WORK TO COMPLETE: What is needed here is a faithful repeat of every entry, with no character changed.

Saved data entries
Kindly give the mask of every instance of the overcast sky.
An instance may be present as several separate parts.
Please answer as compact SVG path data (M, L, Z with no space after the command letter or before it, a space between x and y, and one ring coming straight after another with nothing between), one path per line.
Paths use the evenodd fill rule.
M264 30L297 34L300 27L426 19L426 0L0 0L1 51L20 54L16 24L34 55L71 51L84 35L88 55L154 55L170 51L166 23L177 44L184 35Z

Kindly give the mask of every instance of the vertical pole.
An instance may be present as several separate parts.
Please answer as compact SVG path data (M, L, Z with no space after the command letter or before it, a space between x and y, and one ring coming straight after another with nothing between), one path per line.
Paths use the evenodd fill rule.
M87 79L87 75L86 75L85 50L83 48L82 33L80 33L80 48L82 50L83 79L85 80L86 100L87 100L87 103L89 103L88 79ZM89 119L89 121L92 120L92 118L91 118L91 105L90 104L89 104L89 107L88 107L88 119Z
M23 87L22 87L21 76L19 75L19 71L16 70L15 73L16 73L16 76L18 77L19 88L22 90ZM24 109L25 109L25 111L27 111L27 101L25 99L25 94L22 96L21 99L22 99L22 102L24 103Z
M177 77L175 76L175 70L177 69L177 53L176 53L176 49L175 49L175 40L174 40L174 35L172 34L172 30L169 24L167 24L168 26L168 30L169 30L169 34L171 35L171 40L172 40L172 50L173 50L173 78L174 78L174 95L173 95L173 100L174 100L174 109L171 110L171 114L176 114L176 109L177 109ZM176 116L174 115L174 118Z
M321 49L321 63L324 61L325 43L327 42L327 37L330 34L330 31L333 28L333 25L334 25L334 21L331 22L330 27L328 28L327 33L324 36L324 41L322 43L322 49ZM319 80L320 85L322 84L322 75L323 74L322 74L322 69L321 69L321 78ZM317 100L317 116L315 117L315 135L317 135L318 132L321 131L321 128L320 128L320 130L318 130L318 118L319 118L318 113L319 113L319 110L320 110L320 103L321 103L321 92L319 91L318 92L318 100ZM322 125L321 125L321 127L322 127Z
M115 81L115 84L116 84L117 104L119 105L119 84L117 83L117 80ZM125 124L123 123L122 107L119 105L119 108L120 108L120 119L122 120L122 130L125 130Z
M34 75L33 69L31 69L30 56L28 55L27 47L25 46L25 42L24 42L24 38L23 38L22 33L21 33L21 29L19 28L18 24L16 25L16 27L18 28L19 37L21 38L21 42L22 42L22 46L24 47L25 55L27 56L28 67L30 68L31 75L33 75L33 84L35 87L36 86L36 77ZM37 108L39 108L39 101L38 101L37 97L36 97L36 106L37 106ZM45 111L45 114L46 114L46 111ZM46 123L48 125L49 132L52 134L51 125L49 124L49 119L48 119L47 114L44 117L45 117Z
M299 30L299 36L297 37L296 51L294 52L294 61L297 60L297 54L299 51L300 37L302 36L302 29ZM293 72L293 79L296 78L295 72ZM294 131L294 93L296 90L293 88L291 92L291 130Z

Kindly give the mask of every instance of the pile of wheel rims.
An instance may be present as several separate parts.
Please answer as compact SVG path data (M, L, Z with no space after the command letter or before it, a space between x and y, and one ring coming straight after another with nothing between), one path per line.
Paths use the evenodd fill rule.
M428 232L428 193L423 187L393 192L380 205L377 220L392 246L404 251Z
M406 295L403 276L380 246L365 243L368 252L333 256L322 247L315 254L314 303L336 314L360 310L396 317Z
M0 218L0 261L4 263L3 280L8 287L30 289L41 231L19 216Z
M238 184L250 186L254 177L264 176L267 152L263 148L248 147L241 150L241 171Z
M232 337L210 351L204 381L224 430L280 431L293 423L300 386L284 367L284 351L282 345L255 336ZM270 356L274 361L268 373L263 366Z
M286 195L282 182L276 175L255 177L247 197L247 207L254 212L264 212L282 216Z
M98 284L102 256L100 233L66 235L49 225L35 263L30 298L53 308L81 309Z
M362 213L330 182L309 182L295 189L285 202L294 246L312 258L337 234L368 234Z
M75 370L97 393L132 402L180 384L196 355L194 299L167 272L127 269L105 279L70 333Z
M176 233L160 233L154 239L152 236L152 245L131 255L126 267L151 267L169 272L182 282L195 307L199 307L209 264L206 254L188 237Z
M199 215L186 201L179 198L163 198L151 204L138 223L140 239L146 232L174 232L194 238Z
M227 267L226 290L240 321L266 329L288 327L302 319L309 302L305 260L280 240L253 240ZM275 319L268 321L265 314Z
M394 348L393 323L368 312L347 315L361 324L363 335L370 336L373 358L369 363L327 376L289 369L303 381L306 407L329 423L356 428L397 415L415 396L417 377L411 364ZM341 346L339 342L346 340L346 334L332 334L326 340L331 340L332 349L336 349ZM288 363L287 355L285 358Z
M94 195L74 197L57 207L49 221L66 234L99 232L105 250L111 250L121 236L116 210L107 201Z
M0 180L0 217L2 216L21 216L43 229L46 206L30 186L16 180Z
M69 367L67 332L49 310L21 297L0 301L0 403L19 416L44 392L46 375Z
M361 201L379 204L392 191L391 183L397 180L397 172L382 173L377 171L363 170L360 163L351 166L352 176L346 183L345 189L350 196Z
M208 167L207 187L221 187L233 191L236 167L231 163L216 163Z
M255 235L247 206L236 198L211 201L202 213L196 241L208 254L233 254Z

THE COMPLETED TASK:
Kindly give the mask of every instance of the overcast sky.
An instance may be present as several separate parts.
Please answer as compact SVG path data (M, L, Z with no space after the command letter or before it, a space between x and y, and one ring coming straight after another with nothing between), one path per line.
Paths use the evenodd fill rule.
M264 30L297 34L300 27L426 19L426 0L0 0L1 51L20 54L16 24L34 55L71 51L84 35L88 55L154 55L170 51L166 23L177 44L184 35Z

Kindly give the mask of every instance of the vertical pole.
An instance may be present as several separate parts.
Please answer as compact SVG path data (M, L, Z with no space after the command letter or before it, a space between x and y, and one ring coming straight after another with nothing between), one path per line.
Paths use the evenodd fill rule.
M87 79L87 75L86 75L85 50L83 48L82 33L80 33L80 48L82 50L83 79L85 80L86 100L87 100L87 103L89 103L88 79ZM89 119L89 121L92 120L92 118L91 118L91 105L90 104L89 104L89 107L88 107L88 119Z
M23 87L22 87L21 76L19 75L19 71L16 70L15 73L16 73L16 76L18 77L19 88L22 90ZM24 109L25 109L25 111L27 111L27 101L25 99L25 94L22 96L21 99L22 99L22 102L24 103Z
M177 77L175 76L175 70L177 69L177 53L176 53L176 49L175 49L175 40L174 40L174 35L172 34L172 30L169 24L167 24L168 26L168 30L169 30L169 34L171 35L171 40L172 40L172 50L173 50L173 78L174 78L174 95L173 95L173 100L174 100L174 109L171 110L171 114L176 114L176 109L177 109ZM176 116L174 115L174 118Z
M321 49L321 63L324 61L325 43L327 42L327 37L330 34L330 31L333 28L333 25L334 25L334 21L331 22L330 27L328 28L327 33L324 36L324 41L322 43L322 49ZM319 80L320 85L322 84L322 75L323 74L322 74L322 69L321 69L321 78ZM317 100L317 116L315 117L315 135L317 135L318 132L321 131L321 128L320 128L320 130L318 130L318 118L319 118L318 113L319 113L319 110L320 110L320 103L321 103L321 92L319 91L318 92L318 100ZM322 125L321 125L321 127L322 127Z
M115 81L115 84L116 84L117 104L119 105L119 84L117 83L117 80ZM125 124L123 123L122 107L119 105L119 108L120 108L120 119L122 120L122 130L125 130Z
M34 75L33 69L31 69L30 56L28 55L27 47L25 46L25 42L24 42L24 38L23 38L22 33L21 33L21 29L19 28L18 24L16 25L16 27L18 28L19 37L21 38L21 42L22 42L22 46L24 47L25 55L27 56L28 67L30 68L31 75L33 75L33 84L35 87L36 86L36 77ZM37 108L39 108L39 101L38 101L37 97L36 97L36 106L37 106ZM45 111L45 114L46 114L46 111ZM46 123L48 125L49 132L52 134L51 125L49 124L49 119L48 119L47 114L44 117L45 117Z
M299 30L299 36L297 37L296 51L294 52L294 61L297 60L297 54L299 51L300 37L302 36L302 29ZM293 72L293 79L296 78L295 72ZM294 131L294 93L296 90L293 88L291 92L291 130Z

Kindly give the mask of every instance of the pile of wheel rims.
An instance may be present as several separate parts.
Please answer as compact SVG path data (M, L, Z with no space after the command letter or before it, a space between x and y, and one ring coming straight after another with nothing between), one path per line.
Paths use the evenodd fill rule.
M428 232L428 193L423 187L393 192L380 205L377 220L392 246L404 251Z
M406 295L403 276L380 246L365 243L368 252L333 256L322 247L315 254L314 303L336 314L360 310L396 317Z
M0 218L0 261L4 263L3 280L8 287L30 289L41 231L19 216Z
M238 184L250 186L254 177L264 176L267 152L263 148L248 147L241 150L241 171Z
M232 337L210 351L204 381L224 430L280 431L293 423L300 386L284 367L284 351L282 345L255 336ZM270 356L274 361L268 373L263 366Z
M286 195L282 182L276 175L255 177L247 197L247 207L254 212L264 212L282 216Z
M98 284L102 256L100 233L66 235L49 225L35 263L30 298L53 308L81 309Z
M362 213L330 182L309 182L295 189L285 202L294 246L312 258L337 234L368 234Z
M75 370L97 393L132 402L180 384L196 355L194 299L167 272L127 269L105 279L70 333Z
M176 233L160 233L154 239L152 236L152 245L131 255L126 267L151 267L169 272L182 282L195 307L199 307L209 264L206 254L188 237Z
M199 215L186 201L179 198L163 198L151 204L138 223L140 239L146 232L174 232L194 238Z
M227 267L226 290L240 321L266 329L288 327L302 319L309 302L305 260L280 240L253 240ZM275 319L268 321L265 314Z
M394 348L393 323L368 312L347 315L361 324L363 335L370 336L373 358L369 363L327 376L289 369L303 381L306 407L329 423L356 428L397 415L415 396L417 377L411 364ZM341 346L339 342L346 340L346 334L332 334L326 340L331 340L332 349L336 349ZM288 363L287 355L285 358Z
M94 195L74 197L57 207L49 221L66 234L99 232L105 250L111 250L121 236L116 210L107 201Z
M0 180L0 217L2 216L21 216L43 229L46 206L30 186L16 180Z
M69 367L67 332L49 310L21 297L0 301L0 403L19 416L44 392L46 375Z
M361 201L379 204L392 191L391 183L397 180L397 172L382 173L377 171L363 170L360 163L351 166L352 176L346 183L345 189L350 196Z
M208 167L207 187L221 187L233 191L236 167L231 163L216 163Z
M255 235L247 206L236 198L211 201L202 213L196 241L208 254L233 254Z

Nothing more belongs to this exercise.